* START Information given *

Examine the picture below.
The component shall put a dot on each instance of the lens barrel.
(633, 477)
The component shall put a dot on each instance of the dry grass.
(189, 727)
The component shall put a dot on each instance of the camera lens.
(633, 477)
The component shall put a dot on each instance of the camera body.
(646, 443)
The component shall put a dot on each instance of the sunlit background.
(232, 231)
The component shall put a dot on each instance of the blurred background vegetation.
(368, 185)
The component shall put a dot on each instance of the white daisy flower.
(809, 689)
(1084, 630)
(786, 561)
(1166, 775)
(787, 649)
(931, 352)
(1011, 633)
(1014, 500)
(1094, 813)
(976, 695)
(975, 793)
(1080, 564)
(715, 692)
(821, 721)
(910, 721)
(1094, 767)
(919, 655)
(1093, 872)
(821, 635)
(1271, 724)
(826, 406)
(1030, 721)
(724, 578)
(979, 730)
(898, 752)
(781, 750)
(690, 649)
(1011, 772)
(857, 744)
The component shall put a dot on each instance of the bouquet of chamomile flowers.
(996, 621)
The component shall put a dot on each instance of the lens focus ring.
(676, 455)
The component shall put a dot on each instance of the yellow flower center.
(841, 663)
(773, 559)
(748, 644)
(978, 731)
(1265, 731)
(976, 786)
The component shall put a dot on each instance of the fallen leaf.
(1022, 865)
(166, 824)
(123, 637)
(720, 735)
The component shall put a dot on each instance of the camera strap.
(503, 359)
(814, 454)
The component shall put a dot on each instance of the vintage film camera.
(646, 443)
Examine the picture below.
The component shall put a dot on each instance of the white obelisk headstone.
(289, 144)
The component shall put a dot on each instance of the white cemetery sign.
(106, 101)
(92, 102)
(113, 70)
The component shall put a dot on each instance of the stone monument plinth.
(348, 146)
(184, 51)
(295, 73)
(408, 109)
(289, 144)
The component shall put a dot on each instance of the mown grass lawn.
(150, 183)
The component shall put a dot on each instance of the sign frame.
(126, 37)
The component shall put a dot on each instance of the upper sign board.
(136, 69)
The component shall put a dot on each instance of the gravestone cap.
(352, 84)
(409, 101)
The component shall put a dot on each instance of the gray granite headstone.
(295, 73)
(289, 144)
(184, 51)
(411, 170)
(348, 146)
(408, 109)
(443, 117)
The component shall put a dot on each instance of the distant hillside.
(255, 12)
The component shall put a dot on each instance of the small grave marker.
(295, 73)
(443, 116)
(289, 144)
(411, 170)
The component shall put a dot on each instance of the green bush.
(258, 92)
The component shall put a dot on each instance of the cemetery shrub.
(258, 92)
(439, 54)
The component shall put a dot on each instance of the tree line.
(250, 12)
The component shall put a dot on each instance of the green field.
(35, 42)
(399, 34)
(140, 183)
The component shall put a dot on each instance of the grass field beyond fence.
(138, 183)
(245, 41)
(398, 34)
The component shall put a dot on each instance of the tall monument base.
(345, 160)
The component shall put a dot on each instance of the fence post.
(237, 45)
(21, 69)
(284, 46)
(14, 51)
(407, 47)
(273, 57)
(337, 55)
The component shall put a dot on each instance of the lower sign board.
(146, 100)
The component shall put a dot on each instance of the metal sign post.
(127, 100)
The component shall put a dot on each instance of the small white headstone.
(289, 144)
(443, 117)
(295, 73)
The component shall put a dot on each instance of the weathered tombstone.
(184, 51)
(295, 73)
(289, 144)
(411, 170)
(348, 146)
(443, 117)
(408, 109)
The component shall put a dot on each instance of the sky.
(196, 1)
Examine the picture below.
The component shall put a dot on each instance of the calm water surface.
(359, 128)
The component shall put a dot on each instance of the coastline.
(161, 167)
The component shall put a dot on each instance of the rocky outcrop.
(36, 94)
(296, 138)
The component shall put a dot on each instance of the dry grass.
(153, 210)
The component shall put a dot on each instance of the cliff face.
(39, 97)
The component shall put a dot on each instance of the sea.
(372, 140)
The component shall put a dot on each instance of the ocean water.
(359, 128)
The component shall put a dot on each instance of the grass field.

* END Information given *

■ **Problem details**:
Restate each record exactly as written.

■ **Answer to the problem**:
Examine the picture below.
The component shall put a dot on each instance of the lens barrel.
(633, 477)
The component shall put a dot on each instance of the dry grass.
(189, 727)
The component shall put a dot on each instance of the camera lens.
(633, 477)
The component shall put a dot on each instance of the camera body.
(646, 443)
The component shall put a dot on each instance of the sunlit background.
(232, 231)
The component shall put a dot on each instance of the blurred background vegetation.
(368, 185)
The component shall put a dot on each instance of the white daisy flower.
(809, 689)
(1084, 630)
(786, 561)
(1166, 775)
(787, 649)
(931, 352)
(1011, 633)
(1014, 500)
(1094, 813)
(976, 695)
(975, 793)
(1080, 564)
(715, 692)
(821, 721)
(910, 721)
(1094, 767)
(919, 655)
(1093, 872)
(821, 635)
(1271, 724)
(826, 406)
(1030, 721)
(724, 578)
(979, 730)
(898, 752)
(781, 750)
(690, 649)
(1011, 772)
(857, 744)
The component shall put a dot on each instance of the bouquet of chamomile flowers.
(996, 621)
The component shall put a dot on each instance of the lens focus ring.
(676, 455)
The component shall put a dot on each instance of the yellow flower center.
(841, 663)
(773, 559)
(748, 644)
(978, 731)
(1265, 731)
(976, 786)
The component shall put a dot on each instance of the fallen leaf.
(1022, 865)
(166, 824)
(123, 637)
(720, 735)
The component shall put a dot on each instance of the camera strap.
(503, 359)
(814, 454)
The component shall put a dot on each instance of the vintage film camera.
(646, 443)
Examine the picture below.
The component shall put a dot on each instance of the white obelisk headstone.
(289, 144)
The component shall put a dot on each instance of the white cemetery sign.
(106, 101)
(92, 102)
(113, 70)
The component shall put a dot on each instance of the stone monument plinth.
(348, 146)
(184, 51)
(295, 73)
(408, 109)
(289, 144)
The component shall put a dot on each instance of the mown grass lawn.
(150, 183)
The component shall put a dot on each instance of the sign frame.
(126, 37)
The component shall put a dot on each instance of the upper sign board.
(136, 69)
The component shall put a dot on each instance of the gravestone cap.
(352, 84)
(409, 101)
The component shall put a dot on each instance of the gray granite headstone.
(295, 73)
(289, 144)
(184, 51)
(411, 170)
(348, 146)
(408, 109)
(443, 117)
The component shall put a dot on each instance of the distant hillside.
(255, 12)
The component shall put a dot on each instance of the small grave marker.
(295, 73)
(443, 116)
(289, 144)
(411, 170)
The component shall put a dot on each instance of the green bush.
(258, 92)
The component shall put a dot on each instance of the cemetery shrub.
(258, 92)
(439, 54)
The component shall put a dot on each instance of the tree line.
(250, 12)
The component shall put a dot on each instance of the green field.
(35, 42)
(399, 34)
(140, 183)
The component shall put a dot on each instance of the grass field beyond fence.
(138, 183)
(245, 41)
(398, 34)
The component shall put a dot on each instance of the tall monument base.
(345, 160)
The component shall put a dot on each instance of the fence post.
(237, 45)
(21, 69)
(284, 46)
(14, 51)
(407, 47)
(273, 57)
(337, 55)
The component shall put a dot on each instance of the lower sign board.
(146, 100)
The component shall put a dot on each instance of the metal sign post.
(127, 100)
The component shall put a dot on each instance of the small white headstone.
(289, 144)
(443, 117)
(295, 73)
The component shall put a dot on each instance of the weathered tombstone.
(184, 51)
(295, 73)
(289, 144)
(411, 170)
(348, 146)
(443, 117)
(408, 109)
The component shall put a dot on each instance of the sky.
(196, 1)
Examine the picture below.
The component shall put a dot on each instance of the calm water surface.
(359, 128)
The component shall put a dot on each instance of the coastline.
(161, 167)
The component shall put a dot on each instance of the rocky outcrop.
(36, 94)
(296, 138)
The component shall put a dot on each instance of the dry grass.
(153, 210)
The component shall put a dot on each instance of the cliff face.
(39, 97)
The component shall put a dot on each instance of the sea.
(372, 140)
The component shall put a dot on each instance of the ocean water.
(359, 128)
The component shall put a dot on each instance of the grass field.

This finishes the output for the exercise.